# What you have to do:
Could you reproduce every one of the records below word for word, with the pictures left out?

(Image point annotation records)
>> BEGIN

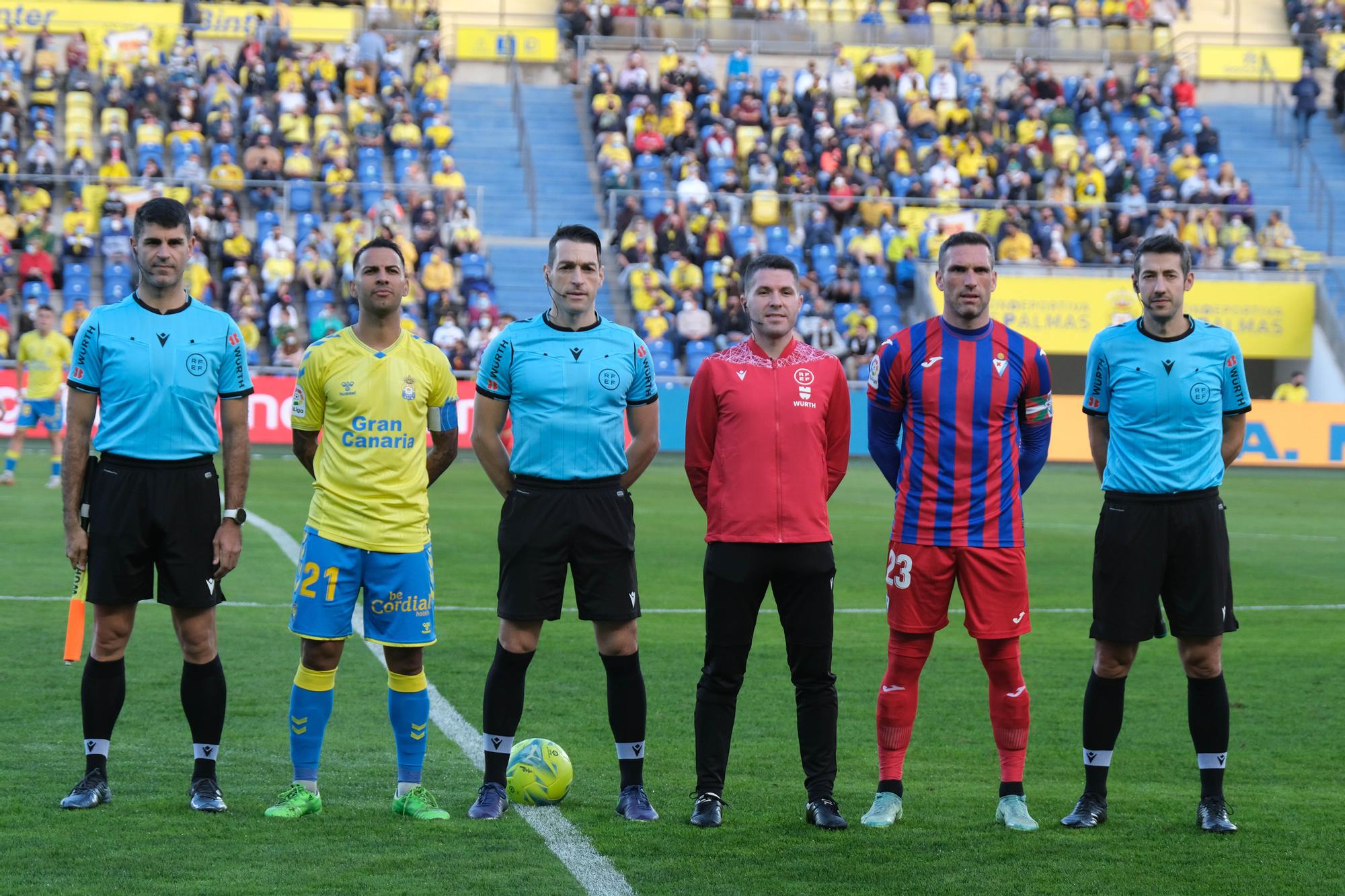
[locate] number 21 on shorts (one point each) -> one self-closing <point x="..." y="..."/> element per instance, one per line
<point x="899" y="569"/>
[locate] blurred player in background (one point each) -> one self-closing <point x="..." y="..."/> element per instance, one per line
<point x="46" y="354"/>
<point x="767" y="444"/>
<point x="1167" y="401"/>
<point x="572" y="384"/>
<point x="155" y="366"/>
<point x="372" y="391"/>
<point x="972" y="403"/>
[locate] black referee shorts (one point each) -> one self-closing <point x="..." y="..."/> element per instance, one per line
<point x="154" y="514"/>
<point x="1175" y="546"/>
<point x="738" y="575"/>
<point x="587" y="525"/>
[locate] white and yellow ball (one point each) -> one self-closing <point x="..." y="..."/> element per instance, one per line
<point x="540" y="772"/>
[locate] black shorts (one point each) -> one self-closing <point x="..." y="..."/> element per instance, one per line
<point x="587" y="525"/>
<point x="738" y="575"/>
<point x="1175" y="546"/>
<point x="154" y="514"/>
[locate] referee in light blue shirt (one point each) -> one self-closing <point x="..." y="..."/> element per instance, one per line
<point x="1167" y="401"/>
<point x="157" y="364"/>
<point x="572" y="382"/>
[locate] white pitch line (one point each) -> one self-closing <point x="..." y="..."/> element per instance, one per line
<point x="591" y="868"/>
<point x="689" y="610"/>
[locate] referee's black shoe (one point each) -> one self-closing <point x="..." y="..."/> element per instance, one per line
<point x="1090" y="811"/>
<point x="1213" y="815"/>
<point x="206" y="797"/>
<point x="825" y="813"/>
<point x="91" y="791"/>
<point x="708" y="810"/>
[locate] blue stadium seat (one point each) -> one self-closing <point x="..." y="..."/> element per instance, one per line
<point x="697" y="352"/>
<point x="301" y="196"/>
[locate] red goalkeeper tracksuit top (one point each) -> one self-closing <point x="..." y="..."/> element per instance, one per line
<point x="767" y="443"/>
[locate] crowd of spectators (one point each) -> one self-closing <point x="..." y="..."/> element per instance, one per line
<point x="241" y="140"/>
<point x="860" y="166"/>
<point x="576" y="18"/>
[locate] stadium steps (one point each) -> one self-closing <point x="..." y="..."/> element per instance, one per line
<point x="1247" y="139"/>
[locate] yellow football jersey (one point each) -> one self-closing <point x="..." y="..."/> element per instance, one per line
<point x="46" y="361"/>
<point x="373" y="409"/>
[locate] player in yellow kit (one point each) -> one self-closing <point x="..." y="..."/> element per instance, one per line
<point x="46" y="354"/>
<point x="372" y="391"/>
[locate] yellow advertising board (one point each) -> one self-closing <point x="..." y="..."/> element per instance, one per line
<point x="1063" y="314"/>
<point x="1245" y="64"/>
<point x="1280" y="434"/>
<point x="498" y="45"/>
<point x="235" y="22"/>
<point x="68" y="17"/>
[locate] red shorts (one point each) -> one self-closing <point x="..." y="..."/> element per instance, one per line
<point x="993" y="583"/>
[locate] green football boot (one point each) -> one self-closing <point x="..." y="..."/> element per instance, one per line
<point x="884" y="813"/>
<point x="420" y="805"/>
<point x="1013" y="811"/>
<point x="297" y="802"/>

>> END

# Solution:
[locate] number 21 on shorts (one point each) -> one self-closing <point x="..." y="..."/> element per instance, one per line
<point x="899" y="569"/>
[locate] blurred player in background (one point each) -> one self-closing <point x="..." y="..."/> element per instance, one per line
<point x="46" y="354"/>
<point x="767" y="444"/>
<point x="1167" y="401"/>
<point x="572" y="384"/>
<point x="155" y="366"/>
<point x="372" y="391"/>
<point x="972" y="403"/>
[locate] black referee shorts (one point each) -> one self-closing <point x="..." y="..."/> element per instance, one per line
<point x="154" y="514"/>
<point x="1175" y="546"/>
<point x="738" y="575"/>
<point x="587" y="525"/>
[locate] white and yellow ball (one point each) -> one self-closing <point x="..." y="..."/> element per instance, one per line
<point x="540" y="772"/>
[locate] black shorts (one point each) -> one self-closing <point x="..." y="..."/> element per instance, one per line
<point x="587" y="525"/>
<point x="738" y="575"/>
<point x="1175" y="546"/>
<point x="154" y="514"/>
[locate] referee in light blue shirt (one point each) -> one self-closing <point x="..." y="..."/> element per instance, one per line
<point x="1167" y="401"/>
<point x="157" y="364"/>
<point x="572" y="382"/>
[locate] white pitch line (one point each) -> one self-closing <point x="..." y="..."/> element per instance, one per line
<point x="591" y="868"/>
<point x="689" y="610"/>
[locate] referee's black shoe (one point each) -> one self-closing <point x="..." y="..."/> element per instance, one per line
<point x="1090" y="811"/>
<point x="1213" y="815"/>
<point x="206" y="797"/>
<point x="825" y="813"/>
<point x="91" y="791"/>
<point x="708" y="810"/>
[locate] blue stadium seat (one point each) -> one self-closing <point x="..." y="..."/> element per instance, one per line
<point x="697" y="352"/>
<point x="301" y="196"/>
[locate] red goalkeeper tracksuit top (one point each) -> one self-closing <point x="..." y="..."/> element per instance, one per line
<point x="767" y="443"/>
[locate] crowd of spectators (one point each) -> one self-closing <point x="..." y="..."/> element per instance, one per line
<point x="241" y="140"/>
<point x="860" y="166"/>
<point x="576" y="18"/>
[locate] stadium steps (one point each) -> one self-closing <point x="..." y="..."/> element per instance, one per line
<point x="1247" y="139"/>
[locate] yellow football jersey (one point each) -> one self-closing <point x="..." y="..."/> element per instance, one per line
<point x="46" y="361"/>
<point x="373" y="409"/>
[locate] player in yellow kit (one point each) -> one self-closing <point x="..." y="..."/> element per instance, one per line
<point x="46" y="354"/>
<point x="372" y="391"/>
[locate] yellow advertising board (one point each) -> one self-closing <point x="..." y="..."/> element per instance, one per line
<point x="1063" y="314"/>
<point x="1245" y="64"/>
<point x="1280" y="434"/>
<point x="498" y="45"/>
<point x="235" y="22"/>
<point x="68" y="17"/>
[locate] red shorts (one point each) -> one self-closing <point x="..." y="..."/> element per instance, one per line
<point x="993" y="583"/>
[locate] green football boot (one point each) -> one self-closing <point x="..." y="..."/> element per instance, one per line
<point x="884" y="813"/>
<point x="420" y="805"/>
<point x="1013" y="811"/>
<point x="297" y="802"/>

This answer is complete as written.